Southam in WW1

Centenary Archive

Honouring those who died and all who served

 

Lt. Hugh Roland Hart-Davies RFC

Mrs Emily Hart-Davies widow of Southam’s vicar, had a terrible year in 1917 when her husband died, a son was killed (see Ivan Hart-Davies) and a few days later her younger son Hugh was shot down (for a while presumed lost), injured and taken prisoner by the Germans. Soon after this she had to move out of the rectory and five years after these events she died.

Second Lieutenant Hugh Hart-Davies, not a pilot was flying as the observer in a Bristol F2b fighter (A7171) on 19th August  1917 when they were engaged in a dog-fight over Ostende and crashed behind enemy lines. The pilot was killed but Hart-Davies was injured and held in a Prisoner of War camp (prisoner record 6467). After the war ended he was repatriated and entered RAF Hospital Hampstead for treatment of his wounds. Much later in 1925 he had a serious operation at Highbury Hospital, Birmingham for a condition relating to his wounds.[1]

Hugh (b.1892) led a colourful, long and varied life. His mother lived to see him married to Evelyn Yeatman in Kensington in 1921 but the marriage did not endure and came to an end in 1939 in an uncontested divorce on the grounds of his adultery.[2] Meantime he had developed a business partnership ‘Hart-Davies and Haggard’ in Leamington as a garage proprietor and company director and lived on Tachbrook Road.

**Prompt:**
Decide whether each statement below agrees with the text on Hugh Hart-Davies, answering yes or no and quoting the deciding words from it: (a) Hugh Hart-Davies was the pilot of the Bristol F2b when it crashed; (b) he married Evelyn Yeatman in Kensington in 1921; (c) his mother died before his marriage.

**Data excerpts:**
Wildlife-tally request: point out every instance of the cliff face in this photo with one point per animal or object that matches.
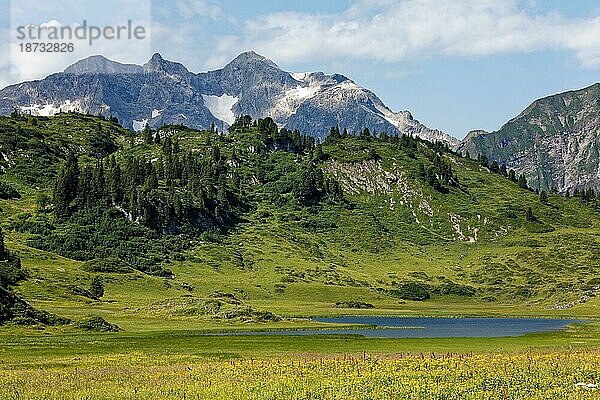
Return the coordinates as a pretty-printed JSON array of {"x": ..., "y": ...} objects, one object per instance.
[
  {"x": 554, "y": 142},
  {"x": 165, "y": 92}
]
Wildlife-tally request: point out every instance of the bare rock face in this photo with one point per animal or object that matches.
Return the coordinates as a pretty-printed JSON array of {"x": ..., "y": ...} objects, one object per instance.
[
  {"x": 555, "y": 142},
  {"x": 164, "y": 92}
]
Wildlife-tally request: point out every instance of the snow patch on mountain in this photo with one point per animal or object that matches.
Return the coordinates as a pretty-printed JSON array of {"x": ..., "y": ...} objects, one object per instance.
[
  {"x": 400, "y": 121},
  {"x": 221, "y": 107},
  {"x": 299, "y": 76},
  {"x": 156, "y": 113},
  {"x": 291, "y": 99},
  {"x": 139, "y": 125},
  {"x": 47, "y": 110}
]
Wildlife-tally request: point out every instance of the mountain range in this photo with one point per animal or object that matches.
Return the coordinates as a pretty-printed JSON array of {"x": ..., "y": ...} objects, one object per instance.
[
  {"x": 554, "y": 142},
  {"x": 164, "y": 92}
]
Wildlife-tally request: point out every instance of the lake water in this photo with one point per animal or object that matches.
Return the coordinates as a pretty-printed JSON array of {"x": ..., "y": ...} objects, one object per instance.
[{"x": 417, "y": 327}]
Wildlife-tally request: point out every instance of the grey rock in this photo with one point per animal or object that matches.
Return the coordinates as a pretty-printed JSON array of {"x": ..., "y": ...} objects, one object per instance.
[{"x": 166, "y": 92}]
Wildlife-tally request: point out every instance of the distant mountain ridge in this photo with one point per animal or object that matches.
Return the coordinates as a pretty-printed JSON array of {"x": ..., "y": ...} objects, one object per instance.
[
  {"x": 165, "y": 92},
  {"x": 554, "y": 142}
]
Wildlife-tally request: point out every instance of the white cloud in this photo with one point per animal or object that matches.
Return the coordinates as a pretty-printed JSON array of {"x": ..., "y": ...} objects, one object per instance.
[
  {"x": 392, "y": 31},
  {"x": 26, "y": 65},
  {"x": 202, "y": 8}
]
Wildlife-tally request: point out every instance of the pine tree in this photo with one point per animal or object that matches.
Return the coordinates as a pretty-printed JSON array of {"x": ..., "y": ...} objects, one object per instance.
[
  {"x": 96, "y": 288},
  {"x": 529, "y": 215},
  {"x": 543, "y": 197},
  {"x": 147, "y": 134},
  {"x": 522, "y": 182}
]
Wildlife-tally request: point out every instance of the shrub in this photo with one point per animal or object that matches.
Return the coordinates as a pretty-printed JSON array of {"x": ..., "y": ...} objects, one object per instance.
[
  {"x": 109, "y": 264},
  {"x": 98, "y": 324}
]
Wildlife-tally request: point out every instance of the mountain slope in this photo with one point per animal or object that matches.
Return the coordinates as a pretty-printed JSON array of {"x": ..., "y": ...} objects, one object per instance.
[
  {"x": 554, "y": 142},
  {"x": 255, "y": 218},
  {"x": 165, "y": 92}
]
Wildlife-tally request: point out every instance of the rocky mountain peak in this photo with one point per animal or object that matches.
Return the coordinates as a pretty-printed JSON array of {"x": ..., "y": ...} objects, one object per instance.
[
  {"x": 98, "y": 64},
  {"x": 250, "y": 59},
  {"x": 158, "y": 64}
]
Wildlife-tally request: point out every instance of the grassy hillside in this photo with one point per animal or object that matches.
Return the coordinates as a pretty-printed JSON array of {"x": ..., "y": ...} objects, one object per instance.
[{"x": 416, "y": 229}]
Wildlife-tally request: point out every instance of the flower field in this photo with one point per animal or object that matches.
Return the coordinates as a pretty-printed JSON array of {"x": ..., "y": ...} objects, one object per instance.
[{"x": 527, "y": 375}]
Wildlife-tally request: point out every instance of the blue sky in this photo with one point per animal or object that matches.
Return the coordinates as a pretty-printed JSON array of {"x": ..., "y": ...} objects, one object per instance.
[{"x": 457, "y": 66}]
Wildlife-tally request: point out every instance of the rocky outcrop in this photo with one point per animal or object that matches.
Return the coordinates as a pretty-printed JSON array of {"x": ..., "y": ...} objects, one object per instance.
[
  {"x": 164, "y": 92},
  {"x": 555, "y": 142}
]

**The completed task:**
(a) No: "not a pilot was flying as the observer"
(b) Yes: "married to Evelyn Yeatman in Kensington in 1921"
(c) No: "His mother lived to see him married"